# Instruction
In the data below, set out everything from the line containing "the white edge" down to the end of the data as a numbered list, with blank lines omitted and the pictures left out.
===== Material provided
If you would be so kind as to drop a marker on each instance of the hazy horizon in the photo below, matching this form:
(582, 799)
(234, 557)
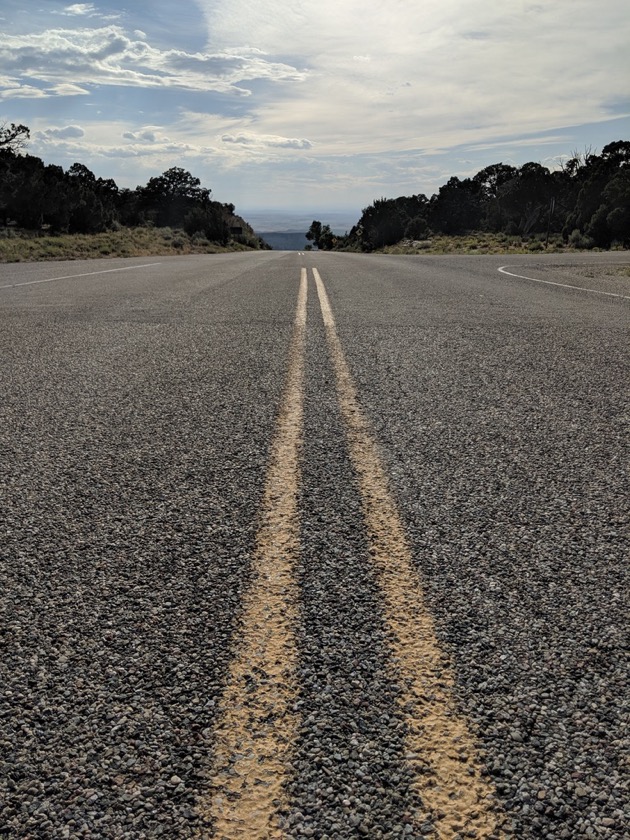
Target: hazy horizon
(297, 104)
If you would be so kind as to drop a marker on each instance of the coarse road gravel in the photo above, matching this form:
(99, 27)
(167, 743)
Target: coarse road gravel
(137, 413)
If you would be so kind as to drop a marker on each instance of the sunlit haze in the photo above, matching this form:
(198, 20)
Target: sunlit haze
(312, 106)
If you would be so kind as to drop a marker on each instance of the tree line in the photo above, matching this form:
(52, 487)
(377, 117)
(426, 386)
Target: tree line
(586, 201)
(36, 195)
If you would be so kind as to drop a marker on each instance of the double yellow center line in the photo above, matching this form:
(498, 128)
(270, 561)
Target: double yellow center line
(258, 722)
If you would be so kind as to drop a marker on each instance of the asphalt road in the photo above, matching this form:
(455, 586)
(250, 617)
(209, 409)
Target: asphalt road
(140, 402)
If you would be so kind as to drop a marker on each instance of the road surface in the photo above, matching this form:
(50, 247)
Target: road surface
(315, 545)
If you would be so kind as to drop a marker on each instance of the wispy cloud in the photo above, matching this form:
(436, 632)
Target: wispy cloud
(266, 142)
(300, 97)
(66, 133)
(107, 55)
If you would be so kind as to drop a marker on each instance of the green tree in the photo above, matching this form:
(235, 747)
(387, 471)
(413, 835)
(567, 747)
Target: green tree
(167, 198)
(13, 137)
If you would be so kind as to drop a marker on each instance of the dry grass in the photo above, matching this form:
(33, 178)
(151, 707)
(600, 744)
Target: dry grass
(480, 243)
(128, 242)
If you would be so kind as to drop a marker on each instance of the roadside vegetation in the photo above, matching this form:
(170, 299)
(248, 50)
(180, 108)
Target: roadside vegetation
(583, 205)
(127, 242)
(48, 213)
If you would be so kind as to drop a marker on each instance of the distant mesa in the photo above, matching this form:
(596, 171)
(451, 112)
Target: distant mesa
(285, 240)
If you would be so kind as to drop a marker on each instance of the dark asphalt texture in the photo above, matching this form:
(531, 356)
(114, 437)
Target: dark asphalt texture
(136, 414)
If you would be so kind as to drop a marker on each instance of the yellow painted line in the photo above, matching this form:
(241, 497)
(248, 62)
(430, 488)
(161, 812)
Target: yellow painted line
(257, 722)
(440, 748)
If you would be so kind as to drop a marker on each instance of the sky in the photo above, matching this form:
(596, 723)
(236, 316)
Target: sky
(314, 105)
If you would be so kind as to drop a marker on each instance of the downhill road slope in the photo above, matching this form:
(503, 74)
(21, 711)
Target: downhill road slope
(315, 545)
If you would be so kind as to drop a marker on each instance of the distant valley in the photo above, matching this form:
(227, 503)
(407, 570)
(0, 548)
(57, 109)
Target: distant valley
(286, 231)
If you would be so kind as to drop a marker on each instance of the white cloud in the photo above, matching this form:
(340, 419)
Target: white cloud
(67, 89)
(440, 73)
(80, 9)
(67, 133)
(21, 91)
(263, 141)
(147, 135)
(108, 56)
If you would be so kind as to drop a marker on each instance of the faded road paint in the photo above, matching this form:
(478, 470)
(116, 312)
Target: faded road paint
(257, 725)
(441, 750)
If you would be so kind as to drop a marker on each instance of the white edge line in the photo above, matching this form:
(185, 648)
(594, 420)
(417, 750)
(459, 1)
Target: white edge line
(72, 276)
(564, 285)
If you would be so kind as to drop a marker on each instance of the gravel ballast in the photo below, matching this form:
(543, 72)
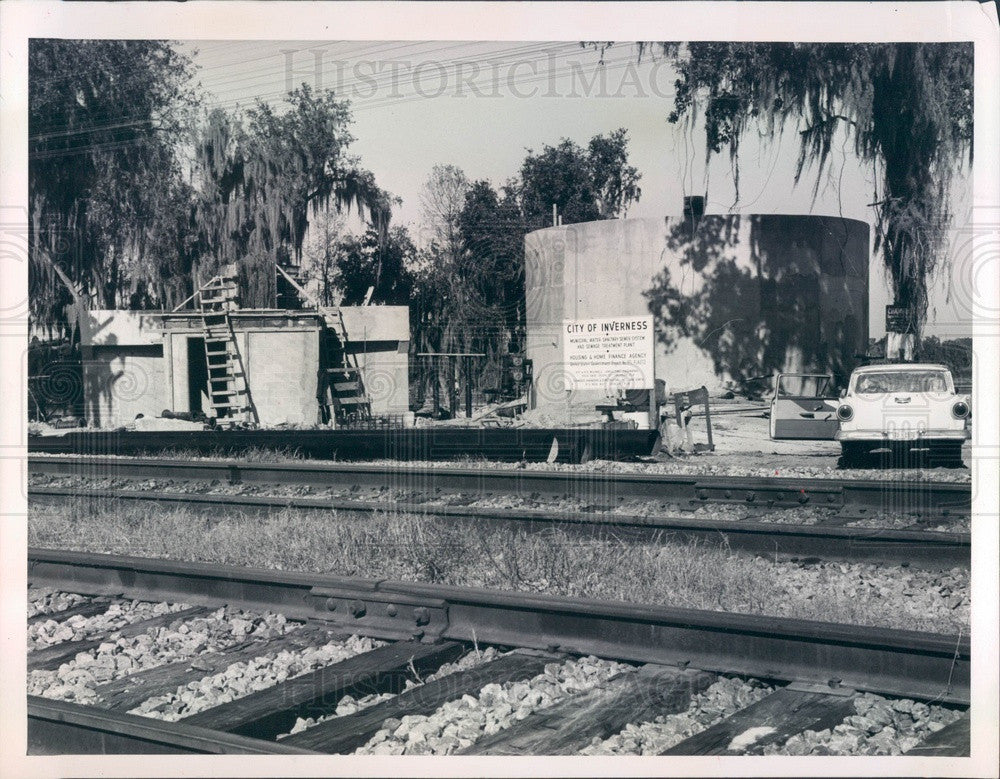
==========
# Task result
1. If you would be so kind as to drop a marker on each instance of the white edge line in the photo above, matching this form:
2. (185, 648)
3. (594, 420)
4. (417, 750)
5. (459, 1)
6. Target: white edge line
7. (72, 276)
8. (564, 285)
9. If you would be so kind as to drop a marker on each instance of the gravel ballast in the photo below, matching this form:
10. (543, 72)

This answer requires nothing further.